┏━━

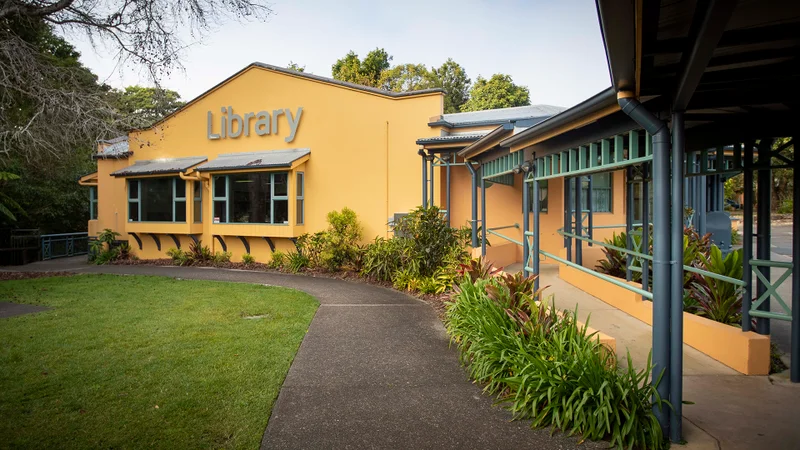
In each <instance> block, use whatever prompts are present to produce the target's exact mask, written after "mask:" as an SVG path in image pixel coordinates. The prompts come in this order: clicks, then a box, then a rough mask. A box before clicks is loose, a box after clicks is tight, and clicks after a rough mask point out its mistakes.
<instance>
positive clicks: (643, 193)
mask: <svg viewBox="0 0 800 450" xmlns="http://www.w3.org/2000/svg"><path fill="white" fill-rule="evenodd" d="M667 162H669V156H667ZM652 173H653V171H651V170H650V164H649V163H644V164H643V165H642V248H641V250H640V251H641V252H642V253H644V254H646V255H647V254H649V253H650V180H649V179H648V178H650V176H651V175H652ZM667 173H669V171H667ZM654 179H655V178H654ZM668 184H669V183H668ZM653 187H656V186H655V183H654V184H653ZM667 188H669V185H668V186H667ZM668 190H669V189H667V191H668ZM656 193H658V194H659V195H660V194H661V193H660V192H658V191H657V190H656ZM656 197H658V195H656ZM654 203H655V202H654ZM653 206H655V205H653ZM653 222H655V220H654V221H653ZM654 227H655V226H654ZM653 240H655V238H653ZM653 253H655V249H653ZM654 262H655V261H654ZM654 265H655V264H654ZM642 289H644V290H645V291H649V290H650V261H648V260H646V259H643V260H642Z"/></svg>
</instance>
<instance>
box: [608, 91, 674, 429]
mask: <svg viewBox="0 0 800 450" xmlns="http://www.w3.org/2000/svg"><path fill="white" fill-rule="evenodd" d="M617 101H618V103H619V106H620V108H621V109H622V112H624V113H625V114H627V115H628V117H630V118H631V119H633V120H634V121H635V122H636V123H637V124H639V125H640V126H641V127H642V128H644V129H645V130H646V131H647V132H648V133H650V135H651V136H653V163H652V169H651V170H652V172H651V173H652V176H653V190H654V192H655V193H656V194H655V195H654V196H653V197H654V198H653V379H652V383H653V385H654V386H655V387H656V390H657V391H658V395H659V397H661V399H664V400H667V399H669V393H670V367H669V360H670V299H671V297H670V284H671V276H670V272H671V265H673V264H674V263H675V262H674V261H671V258H670V254H671V249H670V195H669V192H670V180H669V174H670V166H669V165H670V160H669V152H670V144H671V142H670V132H669V128H668V127H667V124H666V123H665V122H664V121H662V120H660V119H659V118H658V117H656V116H655V115H654V114H653V113H652V112H650V111H649V110H648V109H647V108H645V106H644V105H642V104H641V103H640V102H639V100H637V99H636V98H635V96H634V94H633V93H632V92H619V93H618V94H617ZM645 232H646V231H645ZM653 412H654V414H655V415H656V417H657V418H658V422H659V423H660V424H661V427H662V429H663V430H664V431H665V435H666V434H667V433H668V431H669V425H670V424H669V408H668V407H666V406H663V407H661V408H659V407H658V406H654V407H653Z"/></svg>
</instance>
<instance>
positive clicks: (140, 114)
mask: <svg viewBox="0 0 800 450" xmlns="http://www.w3.org/2000/svg"><path fill="white" fill-rule="evenodd" d="M114 95H116V96H117V98H116V99H115V101H114V106H115V107H116V109H117V111H118V112H119V114H120V115H121V116H122V117H123V118H124V121H125V123H126V124H128V125H129V126H130V127H133V128H146V127H149V126H151V125H152V124H154V123H155V122H157V121H159V120H160V119H161V118H163V117H164V116H167V115H169V114H172V113H173V112H175V111H176V110H177V109H178V108H180V107H181V106H183V105H184V102H182V101H181V100H180V98H181V96H180V94H178V93H177V92H175V91H171V90H165V89H158V88H152V87H142V86H128V87H126V88H125V90H124V91H114Z"/></svg>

┗━━

■ **Work task**
List every line of the records above that contains the word "positive".

■ **Answer**
positive clicks: (643, 193)
positive clicks: (140, 114)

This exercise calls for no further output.